* _WHAT IS BEING ASKED_: Starting at the line containing "of the forested" and ending at the line containing "column 615, row 140", put those rows into a Markdown table with the columns Number and Row text, one line per table row, skipping any blank lines.
--- start of RECORDS TO USE ---
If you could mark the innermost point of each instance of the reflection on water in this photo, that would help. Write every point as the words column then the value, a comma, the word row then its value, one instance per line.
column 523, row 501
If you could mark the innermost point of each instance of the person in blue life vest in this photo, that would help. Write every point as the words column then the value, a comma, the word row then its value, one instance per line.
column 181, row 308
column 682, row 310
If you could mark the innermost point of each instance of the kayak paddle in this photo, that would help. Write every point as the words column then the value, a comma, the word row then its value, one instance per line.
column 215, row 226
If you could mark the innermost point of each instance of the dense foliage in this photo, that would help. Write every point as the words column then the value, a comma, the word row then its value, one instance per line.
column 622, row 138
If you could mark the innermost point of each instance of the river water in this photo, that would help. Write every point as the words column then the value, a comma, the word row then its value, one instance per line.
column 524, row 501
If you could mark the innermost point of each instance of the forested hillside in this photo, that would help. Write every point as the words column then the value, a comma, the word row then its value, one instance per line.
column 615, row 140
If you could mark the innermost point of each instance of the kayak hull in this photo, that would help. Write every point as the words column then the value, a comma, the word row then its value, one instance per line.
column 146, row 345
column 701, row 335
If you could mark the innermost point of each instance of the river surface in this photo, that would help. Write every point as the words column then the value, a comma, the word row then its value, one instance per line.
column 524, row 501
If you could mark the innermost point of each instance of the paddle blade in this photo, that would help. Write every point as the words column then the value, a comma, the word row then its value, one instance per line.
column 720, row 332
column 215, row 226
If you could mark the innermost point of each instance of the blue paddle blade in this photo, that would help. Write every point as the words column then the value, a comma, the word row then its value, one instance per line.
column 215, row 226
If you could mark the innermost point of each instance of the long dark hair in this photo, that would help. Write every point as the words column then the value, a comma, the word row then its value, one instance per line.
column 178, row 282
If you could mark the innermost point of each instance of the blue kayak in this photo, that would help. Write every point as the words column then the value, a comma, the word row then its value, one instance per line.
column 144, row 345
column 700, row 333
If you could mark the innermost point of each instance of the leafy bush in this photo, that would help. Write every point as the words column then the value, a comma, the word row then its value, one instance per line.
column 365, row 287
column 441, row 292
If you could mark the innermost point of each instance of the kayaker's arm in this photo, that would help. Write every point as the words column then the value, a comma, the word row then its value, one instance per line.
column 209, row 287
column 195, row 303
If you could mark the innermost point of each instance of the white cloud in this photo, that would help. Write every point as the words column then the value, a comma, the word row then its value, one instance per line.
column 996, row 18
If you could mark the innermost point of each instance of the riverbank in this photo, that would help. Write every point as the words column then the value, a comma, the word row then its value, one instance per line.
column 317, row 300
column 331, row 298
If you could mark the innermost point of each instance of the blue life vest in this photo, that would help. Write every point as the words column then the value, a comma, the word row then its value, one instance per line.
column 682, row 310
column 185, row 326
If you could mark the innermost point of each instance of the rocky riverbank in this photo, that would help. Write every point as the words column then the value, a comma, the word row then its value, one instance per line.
--- end of RECORDS TO USE ---
* _SOLUTION_:
| Number | Row text |
|---|---|
| 1 | If you could mark the innermost point of each instance of the forested hillside in this photo, that would help. Write every point as the words column then the value, a comma, the word row then its value, one instance per line. |
| 2 | column 615, row 140 |